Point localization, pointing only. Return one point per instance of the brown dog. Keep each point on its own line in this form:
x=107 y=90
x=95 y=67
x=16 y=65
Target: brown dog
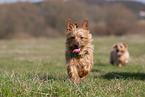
x=119 y=55
x=79 y=51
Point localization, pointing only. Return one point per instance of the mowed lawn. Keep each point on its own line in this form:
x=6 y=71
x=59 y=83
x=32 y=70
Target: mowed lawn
x=36 y=67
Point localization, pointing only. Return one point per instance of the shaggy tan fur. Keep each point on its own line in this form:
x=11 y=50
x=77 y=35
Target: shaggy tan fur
x=119 y=54
x=79 y=51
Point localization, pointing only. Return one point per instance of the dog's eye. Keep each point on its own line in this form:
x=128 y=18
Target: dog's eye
x=72 y=37
x=82 y=37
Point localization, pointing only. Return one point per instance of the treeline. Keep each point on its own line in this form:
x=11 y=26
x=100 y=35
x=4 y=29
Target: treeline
x=49 y=18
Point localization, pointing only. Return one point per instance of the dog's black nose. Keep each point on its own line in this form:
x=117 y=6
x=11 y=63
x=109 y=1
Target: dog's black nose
x=77 y=45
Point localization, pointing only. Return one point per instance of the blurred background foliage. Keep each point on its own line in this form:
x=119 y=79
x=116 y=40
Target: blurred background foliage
x=49 y=18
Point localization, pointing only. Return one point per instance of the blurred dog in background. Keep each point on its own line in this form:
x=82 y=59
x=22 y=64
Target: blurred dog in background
x=119 y=54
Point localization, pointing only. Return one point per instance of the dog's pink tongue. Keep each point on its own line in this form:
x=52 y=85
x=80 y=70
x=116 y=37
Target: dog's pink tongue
x=118 y=53
x=76 y=50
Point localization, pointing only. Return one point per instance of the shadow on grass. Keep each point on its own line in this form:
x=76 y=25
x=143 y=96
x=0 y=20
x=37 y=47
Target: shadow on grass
x=124 y=75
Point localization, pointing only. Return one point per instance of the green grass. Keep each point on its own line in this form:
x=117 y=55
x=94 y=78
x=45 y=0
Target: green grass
x=37 y=68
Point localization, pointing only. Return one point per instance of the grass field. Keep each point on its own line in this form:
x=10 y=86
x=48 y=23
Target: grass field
x=37 y=68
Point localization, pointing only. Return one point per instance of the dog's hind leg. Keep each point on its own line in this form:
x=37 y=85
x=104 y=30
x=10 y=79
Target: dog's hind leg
x=72 y=73
x=84 y=72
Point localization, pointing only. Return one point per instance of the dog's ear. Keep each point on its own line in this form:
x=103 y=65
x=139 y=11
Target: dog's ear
x=125 y=44
x=76 y=25
x=70 y=26
x=85 y=24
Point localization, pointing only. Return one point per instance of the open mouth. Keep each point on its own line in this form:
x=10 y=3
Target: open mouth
x=77 y=50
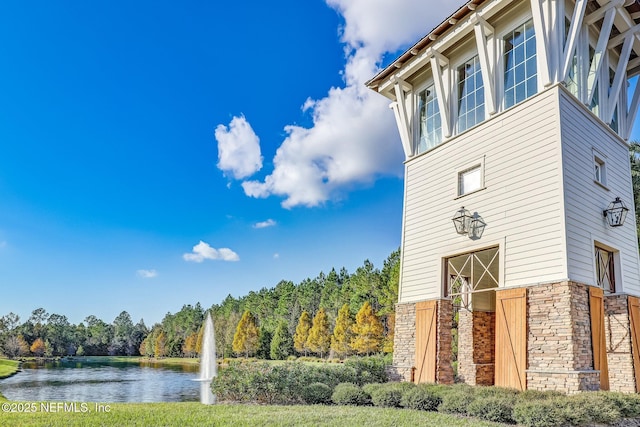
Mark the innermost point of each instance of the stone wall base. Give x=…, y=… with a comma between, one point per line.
x=570, y=382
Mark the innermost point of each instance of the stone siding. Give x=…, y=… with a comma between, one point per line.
x=560, y=355
x=404, y=343
x=476, y=347
x=444, y=356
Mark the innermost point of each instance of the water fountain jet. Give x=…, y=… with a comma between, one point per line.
x=208, y=364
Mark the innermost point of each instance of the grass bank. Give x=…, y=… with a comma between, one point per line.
x=195, y=414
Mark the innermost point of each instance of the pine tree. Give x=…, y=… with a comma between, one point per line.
x=189, y=346
x=302, y=333
x=282, y=343
x=341, y=338
x=264, y=344
x=245, y=339
x=319, y=338
x=367, y=331
x=199, y=340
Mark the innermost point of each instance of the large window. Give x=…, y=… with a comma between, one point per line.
x=430, y=124
x=520, y=71
x=470, y=95
x=605, y=269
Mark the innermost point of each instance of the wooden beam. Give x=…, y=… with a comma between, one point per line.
x=620, y=76
x=402, y=118
x=633, y=110
x=572, y=38
x=600, y=51
x=598, y=14
x=542, y=41
x=615, y=41
x=485, y=42
x=442, y=82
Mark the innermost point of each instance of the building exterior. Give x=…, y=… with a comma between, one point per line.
x=514, y=116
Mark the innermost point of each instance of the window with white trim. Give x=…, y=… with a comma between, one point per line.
x=600, y=170
x=470, y=180
x=520, y=67
x=430, y=132
x=470, y=94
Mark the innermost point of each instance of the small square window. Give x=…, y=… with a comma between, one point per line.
x=470, y=180
x=605, y=269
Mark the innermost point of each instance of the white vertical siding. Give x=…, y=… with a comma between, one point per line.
x=585, y=200
x=521, y=202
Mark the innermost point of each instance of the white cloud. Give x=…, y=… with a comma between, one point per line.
x=265, y=224
x=203, y=251
x=354, y=138
x=238, y=149
x=147, y=274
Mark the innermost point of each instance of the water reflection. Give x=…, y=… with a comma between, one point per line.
x=102, y=382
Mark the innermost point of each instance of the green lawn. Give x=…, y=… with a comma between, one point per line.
x=195, y=414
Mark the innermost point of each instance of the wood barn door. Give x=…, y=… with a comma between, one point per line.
x=426, y=342
x=634, y=319
x=511, y=338
x=598, y=339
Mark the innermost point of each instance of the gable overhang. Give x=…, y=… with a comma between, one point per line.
x=461, y=23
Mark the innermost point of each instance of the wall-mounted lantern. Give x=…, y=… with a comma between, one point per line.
x=467, y=224
x=477, y=227
x=462, y=221
x=616, y=213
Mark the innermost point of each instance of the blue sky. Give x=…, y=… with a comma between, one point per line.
x=155, y=154
x=114, y=194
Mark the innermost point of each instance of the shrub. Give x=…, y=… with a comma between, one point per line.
x=539, y=413
x=456, y=399
x=315, y=393
x=590, y=408
x=528, y=395
x=349, y=394
x=371, y=388
x=421, y=398
x=370, y=369
x=388, y=396
x=492, y=408
x=627, y=404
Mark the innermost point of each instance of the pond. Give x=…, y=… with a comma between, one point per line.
x=102, y=381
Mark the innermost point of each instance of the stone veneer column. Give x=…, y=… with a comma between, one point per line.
x=404, y=343
x=618, y=336
x=560, y=355
x=444, y=352
x=476, y=347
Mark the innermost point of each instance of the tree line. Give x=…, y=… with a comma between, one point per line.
x=274, y=318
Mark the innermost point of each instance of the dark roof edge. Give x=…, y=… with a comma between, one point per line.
x=463, y=11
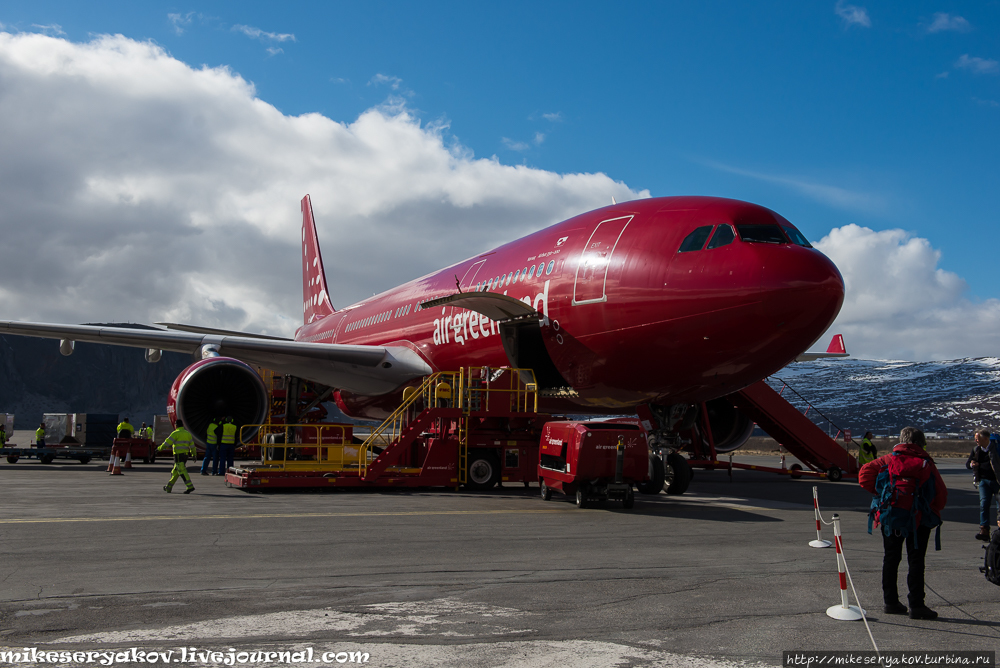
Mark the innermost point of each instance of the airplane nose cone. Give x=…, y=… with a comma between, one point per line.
x=802, y=293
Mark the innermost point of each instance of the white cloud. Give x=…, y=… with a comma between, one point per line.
x=835, y=196
x=947, y=23
x=852, y=14
x=900, y=305
x=257, y=33
x=515, y=145
x=977, y=65
x=53, y=29
x=138, y=188
x=180, y=21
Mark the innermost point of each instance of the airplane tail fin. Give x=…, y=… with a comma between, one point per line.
x=837, y=346
x=315, y=296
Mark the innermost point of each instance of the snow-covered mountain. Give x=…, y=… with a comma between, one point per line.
x=955, y=396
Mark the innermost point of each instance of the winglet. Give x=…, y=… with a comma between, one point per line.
x=315, y=296
x=837, y=345
x=835, y=349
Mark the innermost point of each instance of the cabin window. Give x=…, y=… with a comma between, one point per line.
x=696, y=240
x=762, y=234
x=796, y=236
x=723, y=236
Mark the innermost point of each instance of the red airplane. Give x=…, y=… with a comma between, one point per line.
x=651, y=306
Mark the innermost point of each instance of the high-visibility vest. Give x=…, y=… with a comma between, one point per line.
x=180, y=440
x=866, y=452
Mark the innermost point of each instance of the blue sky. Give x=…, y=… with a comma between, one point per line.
x=877, y=114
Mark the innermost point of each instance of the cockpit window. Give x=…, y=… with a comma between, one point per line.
x=696, y=240
x=762, y=234
x=796, y=236
x=723, y=235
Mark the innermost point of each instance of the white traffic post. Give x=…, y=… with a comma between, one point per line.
x=845, y=612
x=819, y=542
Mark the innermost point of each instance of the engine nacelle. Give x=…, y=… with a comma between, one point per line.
x=730, y=428
x=218, y=387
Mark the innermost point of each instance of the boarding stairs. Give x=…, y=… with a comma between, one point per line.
x=794, y=431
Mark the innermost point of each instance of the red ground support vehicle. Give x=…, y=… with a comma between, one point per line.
x=592, y=460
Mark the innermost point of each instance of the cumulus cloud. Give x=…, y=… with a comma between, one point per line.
x=137, y=188
x=977, y=65
x=900, y=305
x=180, y=21
x=947, y=23
x=257, y=33
x=852, y=14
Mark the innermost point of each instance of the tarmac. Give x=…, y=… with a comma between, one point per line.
x=721, y=576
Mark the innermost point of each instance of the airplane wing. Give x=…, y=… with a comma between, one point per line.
x=835, y=349
x=366, y=370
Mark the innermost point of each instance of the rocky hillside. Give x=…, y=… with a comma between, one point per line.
x=35, y=378
x=955, y=396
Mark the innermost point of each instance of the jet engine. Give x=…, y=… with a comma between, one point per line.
x=218, y=387
x=730, y=428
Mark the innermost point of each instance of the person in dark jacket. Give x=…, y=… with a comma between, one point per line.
x=914, y=459
x=984, y=460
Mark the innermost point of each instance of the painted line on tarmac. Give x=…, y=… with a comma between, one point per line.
x=416, y=513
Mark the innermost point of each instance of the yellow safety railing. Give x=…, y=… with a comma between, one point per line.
x=470, y=389
x=326, y=455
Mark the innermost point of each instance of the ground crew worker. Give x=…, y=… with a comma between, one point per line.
x=124, y=429
x=182, y=442
x=868, y=452
x=227, y=451
x=211, y=448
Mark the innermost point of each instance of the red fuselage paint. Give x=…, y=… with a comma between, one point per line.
x=627, y=318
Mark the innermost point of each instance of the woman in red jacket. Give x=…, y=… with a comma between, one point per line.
x=909, y=459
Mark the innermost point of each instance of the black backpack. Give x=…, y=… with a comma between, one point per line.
x=991, y=562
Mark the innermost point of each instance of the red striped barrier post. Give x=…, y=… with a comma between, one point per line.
x=843, y=611
x=819, y=542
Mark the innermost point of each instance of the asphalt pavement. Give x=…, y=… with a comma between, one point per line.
x=720, y=576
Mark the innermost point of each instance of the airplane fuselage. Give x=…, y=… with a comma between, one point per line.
x=625, y=315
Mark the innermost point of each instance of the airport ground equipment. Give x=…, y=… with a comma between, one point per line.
x=49, y=454
x=792, y=429
x=592, y=461
x=94, y=430
x=140, y=449
x=476, y=427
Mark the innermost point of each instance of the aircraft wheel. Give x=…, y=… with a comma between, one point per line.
x=484, y=471
x=678, y=474
x=655, y=484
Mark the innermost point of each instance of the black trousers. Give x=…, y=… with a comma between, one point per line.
x=915, y=555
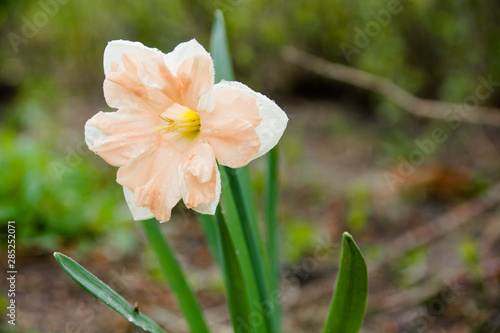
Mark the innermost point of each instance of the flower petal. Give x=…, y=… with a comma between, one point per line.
x=153, y=72
x=139, y=213
x=197, y=76
x=154, y=179
x=118, y=137
x=229, y=125
x=123, y=89
x=274, y=120
x=113, y=53
x=200, y=178
x=183, y=51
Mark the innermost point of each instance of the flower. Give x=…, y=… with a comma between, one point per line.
x=173, y=125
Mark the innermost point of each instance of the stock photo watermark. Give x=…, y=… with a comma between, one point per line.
x=363, y=36
x=454, y=118
x=11, y=272
x=32, y=25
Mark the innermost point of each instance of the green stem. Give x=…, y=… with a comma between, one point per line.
x=251, y=239
x=173, y=272
x=272, y=222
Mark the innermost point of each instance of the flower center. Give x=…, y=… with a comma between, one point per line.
x=187, y=123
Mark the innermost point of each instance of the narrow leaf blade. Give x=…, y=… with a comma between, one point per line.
x=237, y=292
x=104, y=293
x=172, y=270
x=349, y=300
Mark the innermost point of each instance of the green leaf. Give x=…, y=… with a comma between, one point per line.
x=349, y=300
x=230, y=211
x=209, y=225
x=104, y=293
x=237, y=293
x=172, y=270
x=272, y=193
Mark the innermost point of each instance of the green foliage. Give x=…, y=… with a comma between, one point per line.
x=348, y=307
x=105, y=294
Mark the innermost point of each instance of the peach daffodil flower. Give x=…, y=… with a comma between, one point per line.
x=173, y=125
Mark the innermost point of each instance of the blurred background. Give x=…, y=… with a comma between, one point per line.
x=419, y=194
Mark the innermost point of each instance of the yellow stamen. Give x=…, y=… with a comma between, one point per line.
x=188, y=124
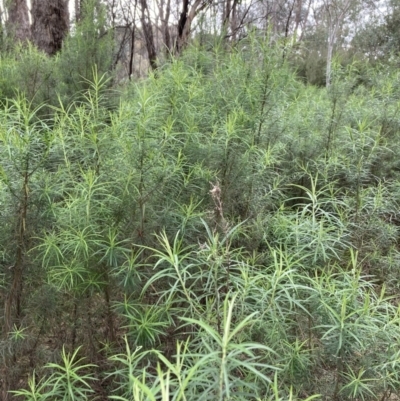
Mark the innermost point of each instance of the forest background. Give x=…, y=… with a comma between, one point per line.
x=199, y=200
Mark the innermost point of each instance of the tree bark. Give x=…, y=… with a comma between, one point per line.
x=148, y=34
x=50, y=24
x=18, y=25
x=186, y=19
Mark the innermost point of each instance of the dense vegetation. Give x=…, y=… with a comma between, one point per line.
x=218, y=231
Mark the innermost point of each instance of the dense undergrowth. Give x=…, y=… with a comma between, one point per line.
x=225, y=233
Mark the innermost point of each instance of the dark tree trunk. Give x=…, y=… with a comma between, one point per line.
x=148, y=34
x=50, y=24
x=18, y=20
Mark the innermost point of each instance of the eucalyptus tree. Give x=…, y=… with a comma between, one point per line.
x=18, y=24
x=50, y=24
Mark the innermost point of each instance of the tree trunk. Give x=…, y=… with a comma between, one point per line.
x=18, y=25
x=50, y=24
x=148, y=34
x=186, y=19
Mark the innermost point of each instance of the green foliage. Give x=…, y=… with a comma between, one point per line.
x=227, y=232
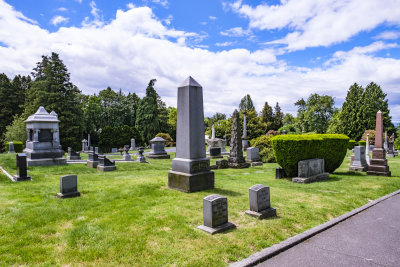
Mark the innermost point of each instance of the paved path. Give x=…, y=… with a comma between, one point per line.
x=370, y=238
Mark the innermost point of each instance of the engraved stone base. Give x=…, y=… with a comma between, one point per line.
x=190, y=182
x=217, y=229
x=46, y=162
x=159, y=156
x=92, y=164
x=318, y=177
x=69, y=195
x=20, y=179
x=267, y=213
x=103, y=168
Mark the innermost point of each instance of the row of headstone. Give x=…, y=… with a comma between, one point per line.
x=215, y=209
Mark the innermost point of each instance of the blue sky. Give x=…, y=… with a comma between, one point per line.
x=277, y=51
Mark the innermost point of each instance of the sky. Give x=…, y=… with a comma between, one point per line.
x=276, y=51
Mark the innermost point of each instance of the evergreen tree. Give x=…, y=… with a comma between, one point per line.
x=52, y=89
x=147, y=120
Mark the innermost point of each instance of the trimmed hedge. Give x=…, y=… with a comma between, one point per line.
x=290, y=149
x=352, y=144
x=18, y=146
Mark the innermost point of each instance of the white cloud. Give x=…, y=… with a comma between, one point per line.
x=319, y=23
x=388, y=35
x=235, y=32
x=135, y=47
x=58, y=20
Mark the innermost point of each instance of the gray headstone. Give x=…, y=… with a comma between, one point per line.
x=68, y=186
x=215, y=214
x=11, y=147
x=190, y=168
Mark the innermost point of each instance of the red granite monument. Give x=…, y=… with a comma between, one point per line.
x=378, y=164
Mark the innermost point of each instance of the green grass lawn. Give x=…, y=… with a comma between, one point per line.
x=130, y=217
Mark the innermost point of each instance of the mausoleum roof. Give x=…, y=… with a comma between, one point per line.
x=42, y=115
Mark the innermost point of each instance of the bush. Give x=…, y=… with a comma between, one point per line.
x=351, y=145
x=167, y=138
x=18, y=146
x=362, y=143
x=290, y=149
x=263, y=143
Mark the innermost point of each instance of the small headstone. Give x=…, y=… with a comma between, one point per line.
x=141, y=158
x=280, y=173
x=311, y=170
x=105, y=165
x=253, y=156
x=11, y=147
x=260, y=205
x=22, y=168
x=72, y=155
x=215, y=215
x=215, y=152
x=68, y=187
x=158, y=149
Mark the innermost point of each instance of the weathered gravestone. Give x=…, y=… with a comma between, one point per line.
x=93, y=159
x=359, y=162
x=105, y=165
x=141, y=158
x=236, y=159
x=215, y=215
x=68, y=187
x=311, y=170
x=22, y=168
x=190, y=168
x=253, y=156
x=11, y=147
x=378, y=165
x=158, y=149
x=72, y=155
x=260, y=204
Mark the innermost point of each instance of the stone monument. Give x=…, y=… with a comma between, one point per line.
x=260, y=204
x=141, y=158
x=11, y=147
x=245, y=142
x=190, y=168
x=105, y=165
x=378, y=164
x=22, y=168
x=158, y=149
x=253, y=156
x=68, y=187
x=72, y=155
x=359, y=162
x=43, y=143
x=215, y=215
x=311, y=170
x=236, y=159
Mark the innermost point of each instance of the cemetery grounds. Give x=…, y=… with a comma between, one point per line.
x=129, y=217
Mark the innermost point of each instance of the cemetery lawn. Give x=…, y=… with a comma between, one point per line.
x=129, y=217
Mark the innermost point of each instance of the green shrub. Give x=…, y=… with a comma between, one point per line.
x=290, y=149
x=351, y=145
x=167, y=138
x=263, y=143
x=18, y=146
x=362, y=143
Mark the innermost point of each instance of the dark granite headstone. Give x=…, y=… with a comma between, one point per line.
x=260, y=206
x=22, y=168
x=236, y=159
x=68, y=187
x=215, y=214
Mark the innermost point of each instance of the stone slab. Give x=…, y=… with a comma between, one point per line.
x=190, y=182
x=217, y=229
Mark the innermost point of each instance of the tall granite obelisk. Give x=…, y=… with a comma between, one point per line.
x=190, y=168
x=378, y=164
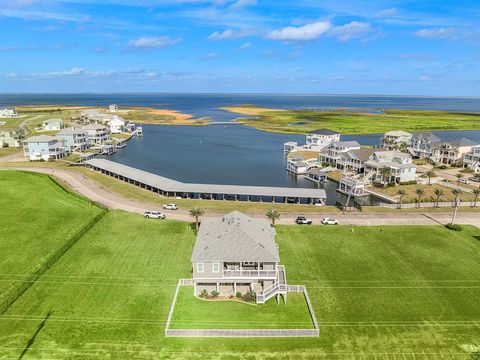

§ **EXERCISE INSTRUCTIONS**:
Repeat the stretch of the records above from the line containing "Mark the innermost point of each instance of the eucalyptus" through the line containing "x=103, y=168", reproducing each line word for word. Leave the pictures out of your answer.

§ **EXERCISE RESULT**:
Mark the innermost point of each instance of the eucalyptus tree. Give x=…, y=… with a comma between, one point per line.
x=18, y=24
x=50, y=24
Mark the innermost point of each instance of the tree trunk. Give x=…, y=… with a comma between, one point per line.
x=18, y=25
x=50, y=24
x=148, y=34
x=186, y=19
Mark the innermost point of each instance of the green foliage. Give x=…, y=… with a comma between, one point per line.
x=227, y=232
Mark the innermost point of each instance of the paved path. Give x=…, y=… with a comma between, one point per line.
x=370, y=238
Mark the innermost point of each instance of the engraved stone base. Give x=…, y=… with a comma between, one point per line.
x=190, y=182
x=217, y=229
x=46, y=162
x=159, y=156
x=92, y=164
x=318, y=177
x=69, y=195
x=20, y=179
x=267, y=213
x=103, y=168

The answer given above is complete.